• **Set exercise**
Lay out every line of the records below as a Markdown table with two columns, Row and Record line: number each row in order and skip any blank lines.

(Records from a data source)
= = = = = = =

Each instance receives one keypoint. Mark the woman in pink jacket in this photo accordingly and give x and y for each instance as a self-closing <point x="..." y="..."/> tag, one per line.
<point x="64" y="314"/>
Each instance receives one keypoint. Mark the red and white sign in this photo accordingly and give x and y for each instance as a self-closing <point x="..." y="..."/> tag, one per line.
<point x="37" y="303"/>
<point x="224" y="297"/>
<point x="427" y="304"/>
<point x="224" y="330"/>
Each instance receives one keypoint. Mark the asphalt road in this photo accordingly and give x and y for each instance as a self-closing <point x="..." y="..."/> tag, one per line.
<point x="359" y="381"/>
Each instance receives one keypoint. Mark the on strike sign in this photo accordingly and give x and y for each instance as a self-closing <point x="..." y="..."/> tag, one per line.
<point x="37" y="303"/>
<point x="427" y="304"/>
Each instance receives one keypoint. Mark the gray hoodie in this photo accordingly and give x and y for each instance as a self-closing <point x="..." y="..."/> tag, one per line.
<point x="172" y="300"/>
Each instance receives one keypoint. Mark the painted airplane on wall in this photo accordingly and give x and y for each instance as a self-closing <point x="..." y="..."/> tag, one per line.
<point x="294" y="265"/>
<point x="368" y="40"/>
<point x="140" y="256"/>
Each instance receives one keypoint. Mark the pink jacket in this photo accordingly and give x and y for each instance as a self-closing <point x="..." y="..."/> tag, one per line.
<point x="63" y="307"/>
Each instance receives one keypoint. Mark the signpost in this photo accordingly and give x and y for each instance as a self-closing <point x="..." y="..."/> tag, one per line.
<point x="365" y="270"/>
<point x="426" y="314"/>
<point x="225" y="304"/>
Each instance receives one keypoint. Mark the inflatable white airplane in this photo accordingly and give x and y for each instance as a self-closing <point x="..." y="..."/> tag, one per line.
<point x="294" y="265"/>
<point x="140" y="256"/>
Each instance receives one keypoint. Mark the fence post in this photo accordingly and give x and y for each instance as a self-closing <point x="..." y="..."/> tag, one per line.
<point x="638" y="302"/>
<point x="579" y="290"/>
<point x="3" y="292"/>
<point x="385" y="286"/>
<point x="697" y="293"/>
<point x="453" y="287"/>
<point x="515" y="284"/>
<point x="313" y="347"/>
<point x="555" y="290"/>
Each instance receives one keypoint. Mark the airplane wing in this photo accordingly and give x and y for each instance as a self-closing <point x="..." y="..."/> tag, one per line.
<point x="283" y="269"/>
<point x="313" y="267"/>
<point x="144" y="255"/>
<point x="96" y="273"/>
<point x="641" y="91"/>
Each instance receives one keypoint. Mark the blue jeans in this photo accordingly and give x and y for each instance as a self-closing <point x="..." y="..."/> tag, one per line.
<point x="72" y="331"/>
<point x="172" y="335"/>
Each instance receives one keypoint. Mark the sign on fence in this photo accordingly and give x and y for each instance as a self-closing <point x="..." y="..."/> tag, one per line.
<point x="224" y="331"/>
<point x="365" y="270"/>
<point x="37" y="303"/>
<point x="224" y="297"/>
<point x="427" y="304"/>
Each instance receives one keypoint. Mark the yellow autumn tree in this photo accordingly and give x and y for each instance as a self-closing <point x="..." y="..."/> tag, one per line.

= = = = = = =

• **Result below**
| Row | Record line |
|---|---|
| 1 | Each instance receives one keypoint. Mark the woman in pink jacket in this photo accordingly and give x and y for each instance as a self-closing <point x="..." y="..."/> tag, one per line. |
| 2 | <point x="64" y="314"/> |
| 3 | Each instance receives one keypoint. Mark the red and white sign in this photo accordingly and give x and y for each instance as a self-closing <point x="..." y="..."/> tag, one per line. |
| 4 | <point x="37" y="303"/> |
| 5 | <point x="224" y="297"/> |
| 6 | <point x="427" y="304"/> |
| 7 | <point x="224" y="330"/> |
| 8 | Each instance receives one keypoint. Mark the asphalt road in this photo accordingly and give x and y for each instance as a self-closing <point x="..." y="..."/> tag, one per line. |
| 9 | <point x="359" y="381"/> |
| 10 | Each instance receives one keypoint. Mark the on strike sign in this photo accordingly and give x and y for each instance as a self-closing <point x="..." y="..."/> tag, one per line. |
| 11 | <point x="37" y="303"/> |
| 12 | <point x="427" y="304"/> |
| 13 | Each instance receives one keypoint. Mark the gray hoodie in this photo accordingly and give x and y for each instance as a self-closing <point x="..." y="..."/> tag, one per line. |
| 14 | <point x="172" y="300"/> |
| 15 | Each instance receives one keypoint. Mark the painted airplane on wall in this photo accordingly and give x and y for each instance as a self-closing <point x="..." y="..."/> tag, one per line. |
| 16 | <point x="294" y="265"/> |
| 17 | <point x="368" y="40"/> |
| 18 | <point x="140" y="256"/> |
| 19 | Each instance receives one keypoint. Mark the pink jacket in this photo accordingly and give x and y for each instance as a self-closing <point x="..." y="..."/> tag, one per line. |
| 20 | <point x="63" y="307"/> |
| 21 | Each instance receives one keypoint. Mark the signpost in this photo accordingly and give x and y for each instance as a self-closing <point x="..." y="..."/> tag, one per line. |
| 22 | <point x="365" y="270"/> |
| 23 | <point x="426" y="314"/> |
| 24 | <point x="225" y="304"/> |
| 25 | Each instance receives one keypoint. Mark the inflatable white airplane in this photo accordingly and give x and y for each instance as a self-closing <point x="..." y="..."/> tag, one per line. |
| 26 | <point x="294" y="265"/> |
| 27 | <point x="140" y="256"/> |
| 28 | Each instance receives one keypoint. Mark the fence post in this photo accordingly and give x and y for each instance as a self-closing <point x="..." y="..."/> tag, one per line. |
| 29 | <point x="638" y="302"/> |
| 30 | <point x="579" y="290"/> |
| 31 | <point x="3" y="292"/> |
| 32 | <point x="385" y="286"/> |
| 33 | <point x="697" y="293"/> |
| 34 | <point x="453" y="287"/> |
| 35 | <point x="515" y="284"/> |
| 36 | <point x="313" y="347"/> |
| 37 | <point x="555" y="290"/> |
| 38 | Each instance receives one keypoint. Mark the airplane wing in this photo accordingly and give x and y for each instance as a self-closing <point x="..." y="..."/> tag, one per line. |
| 39 | <point x="283" y="269"/> |
| 40 | <point x="313" y="267"/> |
| 41 | <point x="144" y="255"/> |
| 42 | <point x="96" y="273"/> |
| 43 | <point x="641" y="91"/> |
| 44 | Each instance receives one keypoint. Mark the blue jeans in this photo accordingly and give x and y for each instance as a self-closing <point x="..." y="..."/> tag, one per line. |
| 45 | <point x="72" y="331"/> |
| 46 | <point x="172" y="335"/> |
| 47 | Each instance receives one keypoint. Mark the sign on fence in this photo accordingly and give x and y for each instance as a self-closing <point x="..." y="..."/> tag, one per line. |
| 48 | <point x="224" y="331"/> |
| 49 | <point x="365" y="270"/> |
| 50 | <point x="37" y="303"/> |
| 51 | <point x="224" y="297"/> |
| 52 | <point x="427" y="304"/> |
| 53 | Each instance receives one keypoint. Mark the yellow autumn tree in this photo accordingly and give x and y for each instance as a self-closing <point x="..." y="..."/> tag, one per line. |